(Records in a dataset)
========================================================================
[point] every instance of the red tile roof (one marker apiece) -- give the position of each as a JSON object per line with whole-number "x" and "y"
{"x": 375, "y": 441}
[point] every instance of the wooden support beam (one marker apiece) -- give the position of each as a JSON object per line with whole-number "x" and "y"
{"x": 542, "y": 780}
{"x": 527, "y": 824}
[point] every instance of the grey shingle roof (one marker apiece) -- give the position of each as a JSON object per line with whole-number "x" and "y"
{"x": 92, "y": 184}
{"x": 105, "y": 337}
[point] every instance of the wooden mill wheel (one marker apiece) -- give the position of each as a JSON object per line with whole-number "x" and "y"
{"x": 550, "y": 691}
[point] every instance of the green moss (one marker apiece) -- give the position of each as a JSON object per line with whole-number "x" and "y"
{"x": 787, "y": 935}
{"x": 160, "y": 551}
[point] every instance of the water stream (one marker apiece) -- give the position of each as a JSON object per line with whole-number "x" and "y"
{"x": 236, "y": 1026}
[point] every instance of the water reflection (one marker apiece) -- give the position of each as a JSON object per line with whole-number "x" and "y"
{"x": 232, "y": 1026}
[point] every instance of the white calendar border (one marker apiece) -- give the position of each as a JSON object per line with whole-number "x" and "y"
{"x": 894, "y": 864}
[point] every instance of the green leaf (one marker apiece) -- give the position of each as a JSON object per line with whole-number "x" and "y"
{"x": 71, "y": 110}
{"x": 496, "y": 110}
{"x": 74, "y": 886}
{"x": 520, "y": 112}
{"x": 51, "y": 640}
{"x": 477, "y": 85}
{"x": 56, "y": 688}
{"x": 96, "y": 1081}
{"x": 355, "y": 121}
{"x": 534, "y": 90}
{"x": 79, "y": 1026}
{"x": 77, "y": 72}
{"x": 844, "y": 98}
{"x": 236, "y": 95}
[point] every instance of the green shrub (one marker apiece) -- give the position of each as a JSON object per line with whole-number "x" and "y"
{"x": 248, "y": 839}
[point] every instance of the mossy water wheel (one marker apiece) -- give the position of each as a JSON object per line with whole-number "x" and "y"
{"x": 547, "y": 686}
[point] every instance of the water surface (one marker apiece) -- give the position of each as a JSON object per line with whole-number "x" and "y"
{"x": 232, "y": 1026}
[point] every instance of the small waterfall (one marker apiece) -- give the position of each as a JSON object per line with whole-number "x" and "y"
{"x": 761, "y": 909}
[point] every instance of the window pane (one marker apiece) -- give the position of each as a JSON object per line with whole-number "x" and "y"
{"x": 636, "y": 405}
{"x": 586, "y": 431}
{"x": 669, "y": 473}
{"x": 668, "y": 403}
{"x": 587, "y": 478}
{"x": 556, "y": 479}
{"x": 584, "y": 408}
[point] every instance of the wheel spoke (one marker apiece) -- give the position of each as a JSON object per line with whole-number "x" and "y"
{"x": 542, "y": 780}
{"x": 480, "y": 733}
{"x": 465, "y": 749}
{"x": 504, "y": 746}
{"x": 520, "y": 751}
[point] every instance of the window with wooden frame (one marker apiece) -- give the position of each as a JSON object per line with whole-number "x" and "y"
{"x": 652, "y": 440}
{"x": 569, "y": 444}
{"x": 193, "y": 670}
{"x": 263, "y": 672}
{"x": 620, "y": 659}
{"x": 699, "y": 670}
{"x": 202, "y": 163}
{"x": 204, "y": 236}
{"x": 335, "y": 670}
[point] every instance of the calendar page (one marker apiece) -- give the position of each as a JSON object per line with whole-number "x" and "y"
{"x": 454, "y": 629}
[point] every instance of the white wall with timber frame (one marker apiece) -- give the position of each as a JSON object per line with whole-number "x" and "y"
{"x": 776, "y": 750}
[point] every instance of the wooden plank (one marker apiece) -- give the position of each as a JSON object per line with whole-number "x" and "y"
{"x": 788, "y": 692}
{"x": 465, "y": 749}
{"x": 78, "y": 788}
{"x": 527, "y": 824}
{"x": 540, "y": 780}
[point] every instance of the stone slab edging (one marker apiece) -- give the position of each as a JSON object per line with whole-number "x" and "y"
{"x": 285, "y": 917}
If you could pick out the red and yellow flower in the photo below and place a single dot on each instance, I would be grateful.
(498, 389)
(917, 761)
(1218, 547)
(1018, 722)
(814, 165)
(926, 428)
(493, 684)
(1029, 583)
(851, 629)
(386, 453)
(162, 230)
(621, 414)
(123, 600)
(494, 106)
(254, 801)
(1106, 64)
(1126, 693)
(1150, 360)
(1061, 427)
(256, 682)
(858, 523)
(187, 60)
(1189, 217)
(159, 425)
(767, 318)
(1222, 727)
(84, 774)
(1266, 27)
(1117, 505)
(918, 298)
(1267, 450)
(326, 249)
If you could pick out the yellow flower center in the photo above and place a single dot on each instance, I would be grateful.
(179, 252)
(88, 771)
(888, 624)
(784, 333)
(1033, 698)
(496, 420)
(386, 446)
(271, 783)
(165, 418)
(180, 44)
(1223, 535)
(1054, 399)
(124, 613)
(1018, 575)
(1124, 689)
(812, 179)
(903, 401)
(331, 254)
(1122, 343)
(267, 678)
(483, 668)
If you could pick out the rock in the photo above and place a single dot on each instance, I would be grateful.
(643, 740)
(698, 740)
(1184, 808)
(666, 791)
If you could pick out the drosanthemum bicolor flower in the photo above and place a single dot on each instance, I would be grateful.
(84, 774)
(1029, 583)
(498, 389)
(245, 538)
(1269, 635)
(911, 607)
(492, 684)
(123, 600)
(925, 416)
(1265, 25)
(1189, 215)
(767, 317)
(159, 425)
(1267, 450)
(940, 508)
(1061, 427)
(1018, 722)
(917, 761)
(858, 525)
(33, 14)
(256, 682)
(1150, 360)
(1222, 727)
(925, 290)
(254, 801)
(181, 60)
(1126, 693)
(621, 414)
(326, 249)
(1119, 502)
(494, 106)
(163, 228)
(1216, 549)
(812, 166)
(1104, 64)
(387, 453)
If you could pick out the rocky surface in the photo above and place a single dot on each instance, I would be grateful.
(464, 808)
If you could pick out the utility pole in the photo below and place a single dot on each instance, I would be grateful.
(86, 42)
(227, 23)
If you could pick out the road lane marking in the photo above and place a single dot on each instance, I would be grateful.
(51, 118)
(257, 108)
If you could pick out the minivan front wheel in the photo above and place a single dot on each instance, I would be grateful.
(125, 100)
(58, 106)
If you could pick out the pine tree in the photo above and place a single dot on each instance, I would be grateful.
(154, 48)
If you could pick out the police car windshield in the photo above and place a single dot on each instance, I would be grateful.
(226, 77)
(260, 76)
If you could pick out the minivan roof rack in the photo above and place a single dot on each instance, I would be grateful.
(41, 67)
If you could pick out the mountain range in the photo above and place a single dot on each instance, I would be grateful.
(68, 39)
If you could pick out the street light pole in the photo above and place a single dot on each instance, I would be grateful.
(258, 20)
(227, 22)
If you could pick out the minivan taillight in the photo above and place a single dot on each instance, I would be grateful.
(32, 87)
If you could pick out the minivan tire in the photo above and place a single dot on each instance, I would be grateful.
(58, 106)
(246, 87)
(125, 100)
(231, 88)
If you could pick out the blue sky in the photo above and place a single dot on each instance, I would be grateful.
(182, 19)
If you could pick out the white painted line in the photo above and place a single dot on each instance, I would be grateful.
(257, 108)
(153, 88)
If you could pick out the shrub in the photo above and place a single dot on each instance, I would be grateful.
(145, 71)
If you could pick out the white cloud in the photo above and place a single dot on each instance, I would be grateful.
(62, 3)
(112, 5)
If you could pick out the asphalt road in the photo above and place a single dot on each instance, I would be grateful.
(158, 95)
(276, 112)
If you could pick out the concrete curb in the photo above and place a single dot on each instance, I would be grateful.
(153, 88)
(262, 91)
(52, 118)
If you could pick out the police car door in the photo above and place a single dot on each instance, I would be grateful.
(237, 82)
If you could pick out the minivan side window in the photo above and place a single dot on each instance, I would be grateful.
========================================================================
• **STATED GOAL**: Quote word for word every line from the one containing "If you could pick out the police car door" through the last line of the records.

• **ANSWER TO THIS TASK**:
If you could pick out the police car door in the photo above and place a single dot on each instance, I would be grateful.
(237, 82)
If you could pick out the minivan side window in the photo above and place a single dot on each instance, I would be grateful.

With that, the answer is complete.